__Data items__
** begin **
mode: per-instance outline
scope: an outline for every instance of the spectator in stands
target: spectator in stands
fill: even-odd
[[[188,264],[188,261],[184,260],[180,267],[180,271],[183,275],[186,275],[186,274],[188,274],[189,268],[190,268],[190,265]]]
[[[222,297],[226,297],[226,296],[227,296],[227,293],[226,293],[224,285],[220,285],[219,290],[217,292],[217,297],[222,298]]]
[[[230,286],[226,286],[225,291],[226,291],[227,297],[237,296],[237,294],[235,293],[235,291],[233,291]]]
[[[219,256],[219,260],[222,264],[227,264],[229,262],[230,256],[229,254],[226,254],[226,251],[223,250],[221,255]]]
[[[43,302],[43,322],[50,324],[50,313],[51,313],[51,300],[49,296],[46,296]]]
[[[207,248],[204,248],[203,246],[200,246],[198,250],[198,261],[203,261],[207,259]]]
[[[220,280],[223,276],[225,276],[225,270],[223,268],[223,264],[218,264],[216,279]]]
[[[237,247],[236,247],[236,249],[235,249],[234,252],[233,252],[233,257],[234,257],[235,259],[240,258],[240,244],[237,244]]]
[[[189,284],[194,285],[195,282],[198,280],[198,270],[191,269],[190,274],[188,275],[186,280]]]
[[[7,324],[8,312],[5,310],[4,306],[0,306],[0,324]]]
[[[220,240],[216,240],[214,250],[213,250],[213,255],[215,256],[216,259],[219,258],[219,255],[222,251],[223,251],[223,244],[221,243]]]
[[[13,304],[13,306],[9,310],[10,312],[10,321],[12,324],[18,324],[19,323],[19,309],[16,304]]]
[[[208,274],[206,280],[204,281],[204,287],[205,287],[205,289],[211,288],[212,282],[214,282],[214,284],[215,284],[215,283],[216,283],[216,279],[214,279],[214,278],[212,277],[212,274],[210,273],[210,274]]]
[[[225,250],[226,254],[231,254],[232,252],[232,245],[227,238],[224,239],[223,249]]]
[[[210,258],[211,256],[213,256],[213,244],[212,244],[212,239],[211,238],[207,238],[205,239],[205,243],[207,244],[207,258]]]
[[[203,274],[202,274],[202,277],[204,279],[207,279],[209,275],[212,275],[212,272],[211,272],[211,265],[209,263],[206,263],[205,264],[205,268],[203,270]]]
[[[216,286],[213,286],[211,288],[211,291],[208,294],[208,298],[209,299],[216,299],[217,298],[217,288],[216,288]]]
** end **
__Written problem__
Retype all the records above line for line, changing nothing.

__Solved problem__
mode: per-instance outline
scope: an outline for every instance of the spectator in stands
target: spectator in stands
fill: even-odd
[[[188,264],[188,261],[184,260],[180,267],[180,271],[183,275],[186,275],[186,274],[188,274],[189,268],[190,268],[190,265]]]
[[[222,297],[226,297],[226,296],[227,296],[227,293],[226,293],[224,285],[220,285],[219,290],[217,292],[217,297],[222,298]]]
[[[230,286],[226,286],[225,291],[226,291],[227,297],[237,296],[237,294],[235,293],[235,291],[233,291]]]
[[[219,256],[219,260],[222,264],[227,264],[229,262],[230,256],[229,254],[226,254],[226,251],[223,250],[221,255]]]
[[[43,302],[43,322],[50,324],[50,313],[51,313],[51,300],[49,296],[46,296]]]
[[[207,248],[204,248],[203,246],[200,246],[198,250],[198,261],[203,261],[207,259]]]
[[[220,280],[223,276],[225,276],[225,270],[223,268],[223,264],[218,264],[216,279]]]
[[[237,247],[236,247],[236,249],[235,249],[234,252],[233,252],[233,257],[234,257],[235,259],[240,258],[240,244],[237,244]]]
[[[189,284],[194,285],[195,282],[198,280],[198,270],[191,269],[190,274],[188,275],[186,280]]]
[[[7,324],[8,312],[5,310],[4,306],[0,306],[0,324]]]
[[[220,240],[216,240],[214,250],[213,250],[213,255],[215,256],[216,259],[219,258],[219,255],[222,251],[223,251],[223,244],[221,243]]]
[[[13,304],[13,306],[9,310],[10,312],[10,321],[12,324],[18,324],[19,323],[19,309],[16,304]]]
[[[208,274],[206,280],[204,281],[204,287],[205,287],[205,289],[211,288],[212,282],[214,282],[214,284],[215,284],[215,283],[216,283],[216,279],[214,279],[214,278],[212,277],[212,274],[210,273],[210,274]]]
[[[225,250],[226,254],[231,254],[232,252],[232,245],[227,238],[224,239],[223,249]]]
[[[210,258],[211,256],[213,256],[213,244],[212,244],[212,239],[211,238],[207,238],[205,239],[205,243],[207,244],[207,258]]]
[[[203,274],[202,274],[202,277],[204,279],[207,279],[209,275],[212,275],[212,272],[211,272],[211,265],[209,263],[206,263],[205,264],[205,268],[203,270]]]
[[[216,286],[213,286],[211,288],[211,291],[208,294],[208,298],[209,299],[216,299],[217,298],[217,288],[216,288]]]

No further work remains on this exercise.